STATED TASK 1:
According to the interest-rate excerpt, what accounting framework was used to prepare the consolidated financial statements?
STATED TASK 2:
List every line of the records that contains the word "sleeve". Case counts.

Changes in Market Interest Rates — Increases in interest rates, in general, may over time cause: (1) the value of our mortgage loan and MBS portfolio to further decline; (2) coupons on our ARMs and Hybrid ARM loans and MBS to reset, although on a delayed basis, to higher interest rates; (3) impact adversely our ability to securitize, re-securitize or sell our assets on attractive terms; (4) reduce the ability or desire of borrowers to refinance their loans; (5) mortgage related assets may become more illiquid during periods of interest rate volatility; (6) difficulties refinancing our securitizations and increases in the costs of our repurchase facility financings; (7) increase our financing costs as we seek to renew or replace borrowing facilities; and (8) to the extent we enter into interest rate swap agreements as part of our hedging strategy, the value of these agreements to increase. Conversely, decreases in interest rates, in general, may over time cause: (1) prepayments on our mortgage loan and MBS portfolio to increase, thereby accelerating the accretion of our purchase discounts; (2) the value of our mortgage loan and MBS portfolio to increase; (3) coupons on our ARM and Hybrid ARM mortgage loans and MBS to reset, although on a delayed basis, to lower interest rates; (4) the interest expense associated with our borrowings to decrease; and (5) to the extent we enter into interest rate swap agreements as part of our hedging strategy, the value of these agreements to decrease.

CRITICAL ACCOUNTING POLICIES AND USE OF ESTIMATES

Management’s Discussion and Analysis of Financial Condition and Results of Operations is based upon our consolidated financial statements, which have been prepared in accordance with U.S. GAAP. The preparation of financial statements in conformity with GAAP requires the use of estimates and assumptions about future events that could affect the amounts reported in the financial statements and accompanying notes. Actual results could significantly differ from those estimates. The Company believes that the following discussion addresses the Company’s most critical accounting policies, which are those that are most important to the presentation of the Company’s financial condition and results of operations and require management’s most difficult, subjective and complex judgments.

INFORMATION SHOWN:

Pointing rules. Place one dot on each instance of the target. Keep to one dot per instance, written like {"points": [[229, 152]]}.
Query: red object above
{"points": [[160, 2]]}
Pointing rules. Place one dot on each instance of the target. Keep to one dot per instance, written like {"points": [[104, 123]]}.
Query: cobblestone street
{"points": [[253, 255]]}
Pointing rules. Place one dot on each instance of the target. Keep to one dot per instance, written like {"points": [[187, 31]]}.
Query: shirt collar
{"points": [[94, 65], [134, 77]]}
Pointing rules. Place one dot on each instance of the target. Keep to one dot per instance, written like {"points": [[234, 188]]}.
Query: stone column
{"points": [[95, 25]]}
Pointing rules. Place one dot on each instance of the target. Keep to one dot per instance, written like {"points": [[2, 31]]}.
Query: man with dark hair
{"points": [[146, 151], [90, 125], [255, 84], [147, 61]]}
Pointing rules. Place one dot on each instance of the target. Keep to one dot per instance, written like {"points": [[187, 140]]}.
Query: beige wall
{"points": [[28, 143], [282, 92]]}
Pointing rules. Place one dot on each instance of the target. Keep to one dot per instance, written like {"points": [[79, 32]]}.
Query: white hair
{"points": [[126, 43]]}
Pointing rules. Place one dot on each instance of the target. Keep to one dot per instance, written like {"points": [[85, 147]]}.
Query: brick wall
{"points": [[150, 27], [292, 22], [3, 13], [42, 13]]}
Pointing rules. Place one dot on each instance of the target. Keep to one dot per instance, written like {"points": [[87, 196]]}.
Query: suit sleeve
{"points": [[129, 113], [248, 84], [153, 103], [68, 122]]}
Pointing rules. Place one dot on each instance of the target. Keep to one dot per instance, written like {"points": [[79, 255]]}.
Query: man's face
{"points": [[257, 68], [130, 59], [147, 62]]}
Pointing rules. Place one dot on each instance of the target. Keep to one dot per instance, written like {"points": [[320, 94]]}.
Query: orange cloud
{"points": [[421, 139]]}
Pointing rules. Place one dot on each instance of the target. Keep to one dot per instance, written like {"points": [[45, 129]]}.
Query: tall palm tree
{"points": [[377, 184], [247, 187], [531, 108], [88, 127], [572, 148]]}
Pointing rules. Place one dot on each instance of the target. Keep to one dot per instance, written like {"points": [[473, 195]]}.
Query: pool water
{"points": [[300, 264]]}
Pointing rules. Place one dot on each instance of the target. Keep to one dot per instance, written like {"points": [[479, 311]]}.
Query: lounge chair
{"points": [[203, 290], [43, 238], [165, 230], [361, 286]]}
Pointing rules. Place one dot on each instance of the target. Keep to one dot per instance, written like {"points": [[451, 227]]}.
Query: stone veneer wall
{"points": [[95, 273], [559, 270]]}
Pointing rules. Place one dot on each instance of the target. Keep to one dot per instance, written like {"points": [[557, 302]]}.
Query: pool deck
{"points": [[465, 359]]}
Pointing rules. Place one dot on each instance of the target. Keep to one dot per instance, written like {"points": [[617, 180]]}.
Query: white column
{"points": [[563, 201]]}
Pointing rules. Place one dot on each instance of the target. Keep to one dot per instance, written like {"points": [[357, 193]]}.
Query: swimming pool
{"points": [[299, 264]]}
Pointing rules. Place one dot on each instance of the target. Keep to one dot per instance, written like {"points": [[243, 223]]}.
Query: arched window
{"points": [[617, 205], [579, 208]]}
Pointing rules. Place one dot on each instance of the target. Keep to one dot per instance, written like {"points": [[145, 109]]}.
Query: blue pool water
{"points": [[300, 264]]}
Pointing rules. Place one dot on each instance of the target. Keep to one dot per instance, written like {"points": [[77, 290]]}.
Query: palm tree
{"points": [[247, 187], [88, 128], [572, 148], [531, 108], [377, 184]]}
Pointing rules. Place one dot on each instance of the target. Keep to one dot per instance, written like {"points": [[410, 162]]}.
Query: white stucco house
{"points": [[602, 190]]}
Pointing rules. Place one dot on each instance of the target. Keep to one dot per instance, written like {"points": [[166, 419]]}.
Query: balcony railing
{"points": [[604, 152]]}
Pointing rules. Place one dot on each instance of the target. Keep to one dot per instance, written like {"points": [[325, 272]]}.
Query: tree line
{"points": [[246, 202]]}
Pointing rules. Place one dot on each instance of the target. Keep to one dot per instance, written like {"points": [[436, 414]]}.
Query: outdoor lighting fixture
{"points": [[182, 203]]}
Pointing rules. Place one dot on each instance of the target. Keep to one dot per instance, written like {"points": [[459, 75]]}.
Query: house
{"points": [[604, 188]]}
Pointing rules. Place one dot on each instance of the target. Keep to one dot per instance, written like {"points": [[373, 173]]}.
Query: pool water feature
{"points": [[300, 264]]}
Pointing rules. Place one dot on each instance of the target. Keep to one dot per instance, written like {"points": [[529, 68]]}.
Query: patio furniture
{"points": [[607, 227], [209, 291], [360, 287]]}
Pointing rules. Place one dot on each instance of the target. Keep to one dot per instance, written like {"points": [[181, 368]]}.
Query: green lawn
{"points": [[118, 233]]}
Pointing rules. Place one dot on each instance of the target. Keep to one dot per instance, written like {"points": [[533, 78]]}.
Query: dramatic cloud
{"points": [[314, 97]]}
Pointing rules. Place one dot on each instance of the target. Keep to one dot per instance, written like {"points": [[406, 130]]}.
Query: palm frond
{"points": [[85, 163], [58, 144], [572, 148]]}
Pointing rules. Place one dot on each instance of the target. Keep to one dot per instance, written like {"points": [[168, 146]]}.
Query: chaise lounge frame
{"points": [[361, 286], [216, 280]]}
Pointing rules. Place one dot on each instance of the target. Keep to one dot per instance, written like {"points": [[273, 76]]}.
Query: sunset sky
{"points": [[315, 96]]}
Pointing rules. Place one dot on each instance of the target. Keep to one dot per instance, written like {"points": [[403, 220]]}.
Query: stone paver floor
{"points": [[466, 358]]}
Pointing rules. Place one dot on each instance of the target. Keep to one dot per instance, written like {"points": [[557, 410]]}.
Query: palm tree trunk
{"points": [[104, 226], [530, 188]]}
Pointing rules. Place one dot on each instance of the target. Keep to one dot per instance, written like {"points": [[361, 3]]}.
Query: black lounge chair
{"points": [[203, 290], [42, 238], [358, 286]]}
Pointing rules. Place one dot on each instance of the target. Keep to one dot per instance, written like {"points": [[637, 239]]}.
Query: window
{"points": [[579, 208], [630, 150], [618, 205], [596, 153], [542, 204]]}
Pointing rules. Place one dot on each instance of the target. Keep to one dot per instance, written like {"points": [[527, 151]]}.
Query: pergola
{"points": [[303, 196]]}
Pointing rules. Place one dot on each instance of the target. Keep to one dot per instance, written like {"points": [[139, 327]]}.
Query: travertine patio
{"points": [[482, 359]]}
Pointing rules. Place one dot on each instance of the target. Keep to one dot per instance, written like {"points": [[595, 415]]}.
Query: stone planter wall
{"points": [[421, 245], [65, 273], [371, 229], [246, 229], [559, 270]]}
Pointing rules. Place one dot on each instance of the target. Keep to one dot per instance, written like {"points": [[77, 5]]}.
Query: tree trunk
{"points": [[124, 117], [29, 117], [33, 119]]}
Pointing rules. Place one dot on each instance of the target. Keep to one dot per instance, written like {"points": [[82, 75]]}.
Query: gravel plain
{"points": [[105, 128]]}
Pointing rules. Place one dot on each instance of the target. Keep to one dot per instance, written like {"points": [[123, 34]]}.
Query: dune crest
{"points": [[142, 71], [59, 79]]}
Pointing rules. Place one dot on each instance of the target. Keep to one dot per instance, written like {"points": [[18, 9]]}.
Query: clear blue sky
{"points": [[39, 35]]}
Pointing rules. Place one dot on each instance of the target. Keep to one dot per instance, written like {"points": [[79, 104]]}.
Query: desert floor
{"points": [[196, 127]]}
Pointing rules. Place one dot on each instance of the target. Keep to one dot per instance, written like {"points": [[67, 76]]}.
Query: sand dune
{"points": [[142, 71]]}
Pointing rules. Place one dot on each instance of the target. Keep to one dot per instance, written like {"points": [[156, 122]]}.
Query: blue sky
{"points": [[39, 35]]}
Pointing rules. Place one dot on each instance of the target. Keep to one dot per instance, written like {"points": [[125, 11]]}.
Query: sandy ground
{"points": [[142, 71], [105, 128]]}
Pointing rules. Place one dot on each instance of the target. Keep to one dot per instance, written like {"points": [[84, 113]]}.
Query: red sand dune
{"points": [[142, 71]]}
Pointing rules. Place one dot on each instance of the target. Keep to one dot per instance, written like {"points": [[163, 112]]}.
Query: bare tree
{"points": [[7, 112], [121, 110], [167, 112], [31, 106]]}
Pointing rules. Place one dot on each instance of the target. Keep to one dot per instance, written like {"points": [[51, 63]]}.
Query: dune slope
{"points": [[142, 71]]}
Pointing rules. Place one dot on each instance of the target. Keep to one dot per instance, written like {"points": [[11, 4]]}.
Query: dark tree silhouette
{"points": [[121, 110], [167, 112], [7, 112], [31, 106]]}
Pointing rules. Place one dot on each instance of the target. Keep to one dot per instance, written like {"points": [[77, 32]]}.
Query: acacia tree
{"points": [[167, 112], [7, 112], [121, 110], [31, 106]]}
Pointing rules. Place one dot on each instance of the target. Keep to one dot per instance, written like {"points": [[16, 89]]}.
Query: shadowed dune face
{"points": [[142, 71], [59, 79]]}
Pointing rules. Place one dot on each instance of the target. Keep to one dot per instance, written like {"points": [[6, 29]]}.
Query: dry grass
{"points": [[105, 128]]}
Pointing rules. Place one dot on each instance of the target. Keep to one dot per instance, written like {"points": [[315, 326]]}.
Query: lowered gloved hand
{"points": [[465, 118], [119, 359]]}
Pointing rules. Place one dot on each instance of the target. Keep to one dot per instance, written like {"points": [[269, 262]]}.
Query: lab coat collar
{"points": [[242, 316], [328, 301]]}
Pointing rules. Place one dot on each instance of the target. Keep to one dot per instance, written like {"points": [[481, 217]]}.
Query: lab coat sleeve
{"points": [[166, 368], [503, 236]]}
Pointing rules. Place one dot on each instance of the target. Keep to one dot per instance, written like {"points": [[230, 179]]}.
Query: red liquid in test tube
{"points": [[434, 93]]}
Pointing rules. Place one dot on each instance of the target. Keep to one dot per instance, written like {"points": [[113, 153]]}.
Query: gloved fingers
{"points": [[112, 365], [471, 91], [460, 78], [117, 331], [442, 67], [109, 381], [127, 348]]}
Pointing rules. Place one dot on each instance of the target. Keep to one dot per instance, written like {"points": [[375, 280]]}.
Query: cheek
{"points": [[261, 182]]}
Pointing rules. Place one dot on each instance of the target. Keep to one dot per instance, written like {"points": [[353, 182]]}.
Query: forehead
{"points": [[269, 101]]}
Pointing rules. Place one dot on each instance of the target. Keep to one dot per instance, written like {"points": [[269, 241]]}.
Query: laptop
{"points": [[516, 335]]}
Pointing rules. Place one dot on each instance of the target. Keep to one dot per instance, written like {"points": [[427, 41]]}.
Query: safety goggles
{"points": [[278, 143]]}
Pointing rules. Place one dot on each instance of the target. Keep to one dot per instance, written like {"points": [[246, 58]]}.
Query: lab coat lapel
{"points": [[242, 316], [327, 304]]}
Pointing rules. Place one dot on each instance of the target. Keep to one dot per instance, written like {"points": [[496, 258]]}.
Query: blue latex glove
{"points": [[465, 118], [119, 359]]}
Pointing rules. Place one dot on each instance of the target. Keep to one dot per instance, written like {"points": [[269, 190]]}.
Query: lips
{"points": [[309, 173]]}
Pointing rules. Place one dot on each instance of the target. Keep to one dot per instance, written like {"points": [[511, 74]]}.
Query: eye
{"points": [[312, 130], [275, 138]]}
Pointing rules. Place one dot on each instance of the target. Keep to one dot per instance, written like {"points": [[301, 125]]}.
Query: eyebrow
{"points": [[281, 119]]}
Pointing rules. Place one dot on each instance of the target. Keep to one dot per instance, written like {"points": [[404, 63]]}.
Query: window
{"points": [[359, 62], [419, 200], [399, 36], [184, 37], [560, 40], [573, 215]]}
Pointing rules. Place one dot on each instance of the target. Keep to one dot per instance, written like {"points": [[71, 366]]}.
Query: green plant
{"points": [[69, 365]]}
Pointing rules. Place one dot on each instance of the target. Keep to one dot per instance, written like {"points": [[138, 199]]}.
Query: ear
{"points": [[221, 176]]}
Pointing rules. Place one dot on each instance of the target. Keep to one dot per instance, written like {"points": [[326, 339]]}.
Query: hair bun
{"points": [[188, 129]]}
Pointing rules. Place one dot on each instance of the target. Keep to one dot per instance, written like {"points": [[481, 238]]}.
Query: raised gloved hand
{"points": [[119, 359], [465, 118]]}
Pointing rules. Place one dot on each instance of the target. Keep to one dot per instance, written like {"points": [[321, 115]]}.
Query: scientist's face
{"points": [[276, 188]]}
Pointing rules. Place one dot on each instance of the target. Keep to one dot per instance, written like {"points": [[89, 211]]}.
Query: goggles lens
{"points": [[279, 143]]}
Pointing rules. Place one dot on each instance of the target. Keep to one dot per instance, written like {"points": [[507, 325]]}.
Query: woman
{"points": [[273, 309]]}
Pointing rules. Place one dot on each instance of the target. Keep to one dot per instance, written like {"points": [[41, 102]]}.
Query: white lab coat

FINAL ANSWER 1:
U.S. GAAP.

FINAL ANSWER 2:
Query: suit sleeve
Query: lab coat sleeve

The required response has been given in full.